> _WORK TO BE COMPLETED_: Copy out the items below word for word, but omit the pictures.

Image annotation data
* Start *

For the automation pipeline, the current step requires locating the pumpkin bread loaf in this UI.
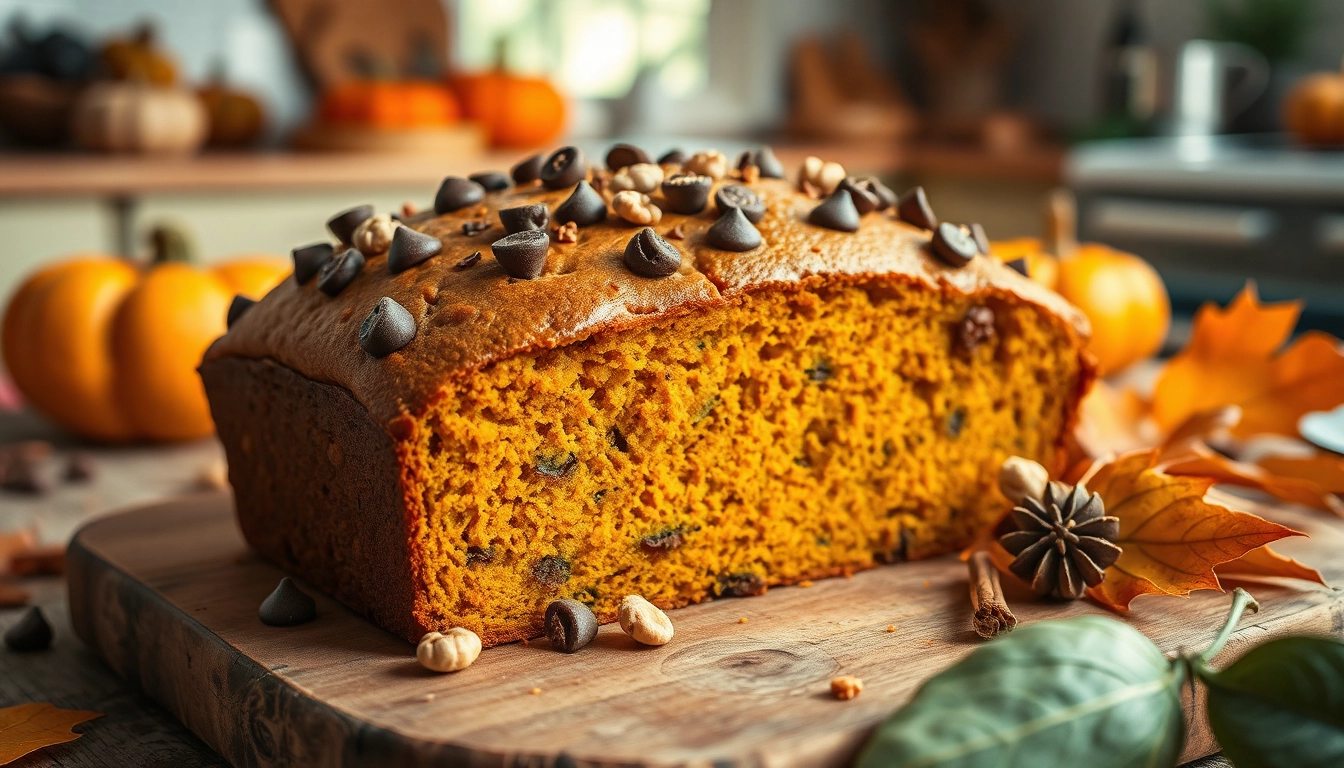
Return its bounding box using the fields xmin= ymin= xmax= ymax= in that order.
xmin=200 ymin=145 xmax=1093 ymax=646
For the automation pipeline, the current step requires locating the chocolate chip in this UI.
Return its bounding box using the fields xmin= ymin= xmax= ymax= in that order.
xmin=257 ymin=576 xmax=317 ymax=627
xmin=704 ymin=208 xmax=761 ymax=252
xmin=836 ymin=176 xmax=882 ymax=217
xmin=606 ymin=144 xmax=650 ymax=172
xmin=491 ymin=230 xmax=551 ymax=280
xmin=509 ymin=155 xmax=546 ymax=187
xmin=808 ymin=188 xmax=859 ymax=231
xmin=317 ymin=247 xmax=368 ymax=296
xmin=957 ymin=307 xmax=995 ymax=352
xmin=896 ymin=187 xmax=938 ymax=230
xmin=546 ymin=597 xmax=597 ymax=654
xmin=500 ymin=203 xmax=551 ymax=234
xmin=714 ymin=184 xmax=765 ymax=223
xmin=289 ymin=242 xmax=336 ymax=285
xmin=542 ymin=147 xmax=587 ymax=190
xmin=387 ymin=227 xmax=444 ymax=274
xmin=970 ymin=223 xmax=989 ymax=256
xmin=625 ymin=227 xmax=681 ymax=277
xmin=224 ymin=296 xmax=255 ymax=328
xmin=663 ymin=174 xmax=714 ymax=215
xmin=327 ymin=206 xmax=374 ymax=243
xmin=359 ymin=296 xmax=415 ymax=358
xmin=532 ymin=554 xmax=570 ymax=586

* End *

> _SOLUTION FOR THIS PROBLEM_:
For the automation pipeline, the current step requires locating the pumpkin bread loaf in this UI.
Return its bounding box using the fields xmin= ymin= xmax= ymax= in that order.
xmin=200 ymin=145 xmax=1093 ymax=646
For the automation pipeline, the current step requires locating the chocolate chip in this UI.
Return its bounding box using the fields xmin= ymin= xmax= ymax= in that order.
xmin=257 ymin=576 xmax=317 ymax=627
xmin=704 ymin=208 xmax=761 ymax=252
xmin=836 ymin=176 xmax=882 ymax=217
xmin=606 ymin=144 xmax=650 ymax=172
xmin=491 ymin=230 xmax=551 ymax=280
xmin=509 ymin=155 xmax=546 ymax=187
xmin=808 ymin=188 xmax=859 ymax=231
xmin=317 ymin=247 xmax=368 ymax=296
xmin=957 ymin=307 xmax=995 ymax=352
xmin=896 ymin=187 xmax=938 ymax=230
xmin=546 ymin=597 xmax=597 ymax=654
xmin=500 ymin=203 xmax=551 ymax=234
xmin=714 ymin=184 xmax=765 ymax=223
xmin=289 ymin=242 xmax=336 ymax=285
xmin=542 ymin=147 xmax=587 ymax=190
xmin=387 ymin=227 xmax=444 ymax=274
xmin=970 ymin=223 xmax=989 ymax=256
xmin=625 ymin=227 xmax=681 ymax=277
xmin=224 ymin=296 xmax=255 ymax=328
xmin=663 ymin=174 xmax=714 ymax=215
xmin=327 ymin=206 xmax=374 ymax=243
xmin=359 ymin=296 xmax=415 ymax=358
xmin=532 ymin=554 xmax=570 ymax=586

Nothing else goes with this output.